___ Provided material

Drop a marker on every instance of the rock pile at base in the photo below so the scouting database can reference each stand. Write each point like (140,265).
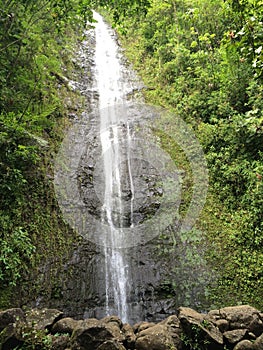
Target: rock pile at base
(231,328)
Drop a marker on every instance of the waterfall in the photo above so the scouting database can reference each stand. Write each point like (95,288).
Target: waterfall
(111,91)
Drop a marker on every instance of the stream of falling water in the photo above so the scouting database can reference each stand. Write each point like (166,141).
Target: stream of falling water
(114,129)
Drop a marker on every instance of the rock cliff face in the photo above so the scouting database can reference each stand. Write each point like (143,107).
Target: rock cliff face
(166,272)
(231,328)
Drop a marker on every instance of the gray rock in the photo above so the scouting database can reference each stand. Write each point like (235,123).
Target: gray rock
(10,316)
(138,327)
(60,342)
(92,333)
(111,345)
(199,325)
(65,325)
(10,338)
(244,345)
(223,325)
(235,336)
(43,318)
(154,338)
(258,345)
(129,335)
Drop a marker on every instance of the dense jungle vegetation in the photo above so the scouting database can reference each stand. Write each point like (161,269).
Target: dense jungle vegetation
(201,59)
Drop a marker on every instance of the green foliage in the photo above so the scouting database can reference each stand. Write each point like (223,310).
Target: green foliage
(203,60)
(16,253)
(196,340)
(36,42)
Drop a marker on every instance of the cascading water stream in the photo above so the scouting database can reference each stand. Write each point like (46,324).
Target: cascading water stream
(111,90)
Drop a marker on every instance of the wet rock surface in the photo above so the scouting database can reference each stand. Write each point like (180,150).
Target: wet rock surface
(77,286)
(186,330)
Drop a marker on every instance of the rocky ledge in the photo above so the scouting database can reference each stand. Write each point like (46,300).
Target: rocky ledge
(229,328)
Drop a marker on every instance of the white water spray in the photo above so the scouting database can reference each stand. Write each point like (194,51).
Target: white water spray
(112,91)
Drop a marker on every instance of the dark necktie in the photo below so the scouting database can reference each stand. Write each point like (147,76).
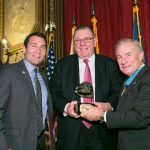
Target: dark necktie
(87,78)
(39,102)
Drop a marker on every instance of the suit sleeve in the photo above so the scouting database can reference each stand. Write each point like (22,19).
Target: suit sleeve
(115,81)
(4,96)
(135,110)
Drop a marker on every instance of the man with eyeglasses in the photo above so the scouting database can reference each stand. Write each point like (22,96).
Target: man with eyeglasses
(25,100)
(74,133)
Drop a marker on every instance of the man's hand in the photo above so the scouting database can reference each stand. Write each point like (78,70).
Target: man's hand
(71,109)
(94,113)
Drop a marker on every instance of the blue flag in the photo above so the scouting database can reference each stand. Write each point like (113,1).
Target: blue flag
(51,61)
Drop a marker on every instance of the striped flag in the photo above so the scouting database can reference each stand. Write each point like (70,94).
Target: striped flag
(94,22)
(72,50)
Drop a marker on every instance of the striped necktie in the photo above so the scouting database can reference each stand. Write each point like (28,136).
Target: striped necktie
(87,78)
(38,101)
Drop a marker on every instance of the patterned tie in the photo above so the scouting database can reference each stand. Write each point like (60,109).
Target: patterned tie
(38,101)
(87,78)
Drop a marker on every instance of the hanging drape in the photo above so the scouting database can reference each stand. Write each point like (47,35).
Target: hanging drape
(114,21)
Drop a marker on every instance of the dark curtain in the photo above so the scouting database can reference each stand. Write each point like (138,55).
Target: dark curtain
(114,20)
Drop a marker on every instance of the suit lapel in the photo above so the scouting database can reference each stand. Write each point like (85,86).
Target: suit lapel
(99,72)
(74,74)
(27,80)
(130,88)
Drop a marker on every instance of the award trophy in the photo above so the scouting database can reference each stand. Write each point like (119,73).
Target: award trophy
(84,90)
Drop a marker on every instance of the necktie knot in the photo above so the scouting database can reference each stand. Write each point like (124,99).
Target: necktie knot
(38,99)
(86,61)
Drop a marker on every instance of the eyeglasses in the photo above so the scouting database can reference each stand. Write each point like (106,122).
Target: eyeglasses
(85,40)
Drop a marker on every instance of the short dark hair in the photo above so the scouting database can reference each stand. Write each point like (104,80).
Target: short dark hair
(26,41)
(82,27)
(128,40)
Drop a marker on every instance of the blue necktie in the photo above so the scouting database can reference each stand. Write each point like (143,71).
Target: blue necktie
(39,102)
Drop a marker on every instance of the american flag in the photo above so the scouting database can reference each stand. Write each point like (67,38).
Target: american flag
(51,61)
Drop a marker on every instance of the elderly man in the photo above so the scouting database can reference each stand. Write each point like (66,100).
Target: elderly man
(25,100)
(132,117)
(74,133)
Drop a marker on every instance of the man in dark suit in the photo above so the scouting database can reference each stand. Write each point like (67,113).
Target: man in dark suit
(69,73)
(19,111)
(132,117)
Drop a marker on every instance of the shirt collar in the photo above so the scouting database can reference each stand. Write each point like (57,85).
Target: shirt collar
(91,59)
(29,66)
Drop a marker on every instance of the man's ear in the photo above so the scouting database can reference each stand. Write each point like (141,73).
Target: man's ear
(141,55)
(24,50)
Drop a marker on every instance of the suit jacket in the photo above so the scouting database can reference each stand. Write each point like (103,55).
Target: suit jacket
(62,85)
(132,117)
(18,111)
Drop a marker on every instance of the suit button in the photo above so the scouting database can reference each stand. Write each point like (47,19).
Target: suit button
(36,132)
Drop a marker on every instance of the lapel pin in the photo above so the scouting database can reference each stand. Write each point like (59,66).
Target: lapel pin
(23,72)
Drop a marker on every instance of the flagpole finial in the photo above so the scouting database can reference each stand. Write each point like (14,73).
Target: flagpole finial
(92,11)
(73,20)
(135,2)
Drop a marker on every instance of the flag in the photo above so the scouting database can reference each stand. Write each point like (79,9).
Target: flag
(51,60)
(94,22)
(50,66)
(72,50)
(137,33)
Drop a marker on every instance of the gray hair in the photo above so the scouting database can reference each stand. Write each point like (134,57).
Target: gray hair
(128,40)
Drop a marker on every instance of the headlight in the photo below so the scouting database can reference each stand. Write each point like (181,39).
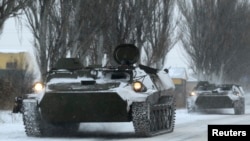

______

- **What to produce**: Please rewrite the listing above with "scouting database" swapped for "field survey index" and everything else unchanged, leaving out the pictures.

- **Output below**:
Drop a marker on every instance of the rock pile at base in the photo below so the field survey index can reference each stand. Write each point like (140,265).
Target: rock pile at base
(231,328)
Drop a marker on every instance of the waterfall in the photo above so the field survey index can reference each stand. Write each point like (95,288).
Target: waterfall
(111,91)
Drop a marker on every instance of the stream of falling water in the photo above so the field survey index can reference each stand. Write each point like (166,141).
Target: stream of falling water
(114,129)
Drop a marker on every instance of the rock cliff face in the photo above so the field survey index can reference each stand. Write each point like (143,107).
Target: rock cliff face
(166,272)
(231,328)
Drop a marker on every instance of the gray rock in the photo above so the field survey index can reference each stand. Write each point like (235,123).
Target: gray rock
(10,316)
(138,327)
(60,342)
(92,333)
(111,345)
(199,325)
(65,325)
(10,338)
(244,345)
(223,325)
(235,336)
(43,318)
(154,338)
(258,345)
(129,335)
Drop a marker on every instance of the dense jungle vegetation in the photo above so the field survey index can reference each stand. Write each point like (161,269).
Target: dense jungle vegetation
(201,59)
Drop a marker on every instance of the green foliage in the photo above so the field survey index can reference each stand. Write each point like (223,310).
Target: green foliage
(203,60)
(16,253)
(196,340)
(36,42)
Drop a marker on every instance of the cascading water stream in the photo above so the field survey index can reference each stand. Write each point like (46,324).
Target: cascading water stream
(111,90)
Drop a marker on every instance of the wet rock surface in the photo above so the field survey index can reference each stand. Write each point like (180,150).
Target: wet rock surface
(77,286)
(186,330)
Drop a marker on every instance of the rocky ledge in the photo above so the field survey index can reference each stand. Write each point like (46,300).
Target: rocky ledge
(229,328)
Drop a marker on every instance of the white water spray in the photo above so the field survey index can reference each stand. Write each point like (194,51).
Target: white water spray
(112,91)
Drop a marker on every instance of the dark necktie in the photo below so the field survey index can reference each stand. Write each point like (147,76).
Target: dark necktie
(87,78)
(39,102)
Drop a marker on every instance of the suit sleeve in the photo above so the field survey index can reference each stand. Write each point like (22,19).
Target: suit sleeve
(115,81)
(4,96)
(135,110)
Drop a marker on every instance of the man with eyeglasses in the photo above so the field survey index can reference each stand. Write each point like (22,96).
Target: man with eyeglasses
(25,100)
(74,133)
Drop a marker on every instance of the man's hand in the photo above so the field survey index can reference each stand. Write each point like (78,70).
Target: man's hand
(71,109)
(94,113)
Drop a marker on every instance of the blue flag in the photo above so the field survey index can reference each stand. Write each point like (113,1).
Target: blue flag
(51,61)
Drop a marker on every instance of the striped flag in the photo above so the field survey index can reference each stand. Write each point like (70,94).
Target: striped flag
(94,22)
(72,50)
Drop a marker on every instance of the striped necktie in the photo above so the field survey index can reference each stand. Write each point like (28,136).
Target: striped necktie
(87,78)
(38,101)
Drop a marker on every instance of the patterned tie in the photo above so the field survey index can reference each stand. Write each point like (60,109).
Target: patterned tie
(38,101)
(87,78)
Drop a marker on every instance of the hanging drape in the photo above so the field survey index can reference each stand. Write each point like (47,35).
Target: hanging drape
(114,21)
Drop a marker on every instance of the dark curtain in the photo above so the field survey index can reference each stand. Write each point like (138,55).
Target: dark curtain
(114,20)
Drop a marker on every instance of the suit lapel in the photo above so the field survey index can reference each stand. Write each point like (85,86).
Target: suit lapel
(99,72)
(74,74)
(27,80)
(130,88)
Drop a marker on every instance of the award trophy in the photo above so the field survey index can reference each stand. Write each point like (119,73).
Target: award trophy
(84,90)
Drop a marker on every instance of the necktie knot in the photo above so the field survey index can reference each stand. Write each point like (124,99).
Target: necktie knot
(38,99)
(86,61)
Drop a marker on every instance of the eyeglasses in the photo above so the field survey index can reference each stand. Write each point like (106,122).
Target: eyeglasses
(85,40)
Drop a marker on every instance of the short dark hair in the photo above so the field survey index can reference each stand. Write each point like (104,80).
Target: short dark hair
(26,41)
(82,27)
(128,40)
Drop a marker on every instance of the blue necktie in the photo above so the field survey index can reference each stand. Write each point like (143,71).
Target: blue necktie
(39,102)
Drop a marker on every instance of the american flag in the photo above so the field survey index can reference each stand. Write each point like (67,38).
Target: american flag
(51,61)
Drop a marker on every instance of the elderly man in the photo above so the field survey index can reference each stand. Write each point like (66,100).
Target: elderly man
(25,100)
(132,117)
(74,133)
Drop a marker on every instance of the man in dark suit in the photo above so the field survey index can reference each stand. Write each point like (67,113).
Target: man in dark suit
(69,73)
(19,111)
(132,117)
Drop a marker on every instance of the shirt collar in the photo above so the field survey index can reference each stand. Write each point like (57,85).
Target: shirt collar
(91,59)
(29,66)
Drop a marker on every instance of the man's ear in the photo above so the field survey index can reference each stand. Write each point like (141,73).
Target: man's ear
(141,55)
(24,50)
Drop a marker on every instance of the suit jacket in the photo above so the field survey index can reference each stand. Write each point like (103,55).
Target: suit jacket
(62,85)
(132,117)
(18,111)
Drop a marker on every instance of the suit button in the photo above so the field survey index can reference each stand. Write each point like (47,19).
Target: suit button
(36,132)
Drop a marker on every instance of the lapel pin in the photo above so the field survey index can reference each stand. Write each point like (59,66).
Target: lapel pin
(23,72)
Drop a marker on every instance of the flagpole finial in the photo above so the field survey index can reference each stand. Write each point like (14,73).
Target: flagpole finial
(92,11)
(73,20)
(135,2)
Drop a marker on every instance of the flag in the photo above so the field survey index can reference each stand. Write each point like (79,9).
Target: flag
(51,60)
(94,22)
(50,66)
(72,50)
(137,33)
Drop a marker on every instance of the gray hair in the photo above so the field survey index can reference each stand. Write each point like (134,57).
Target: gray hair
(128,40)
Drop a marker on every instance of the headlight in the photo below so the field survey index can reference each stand. Write each point like (181,39).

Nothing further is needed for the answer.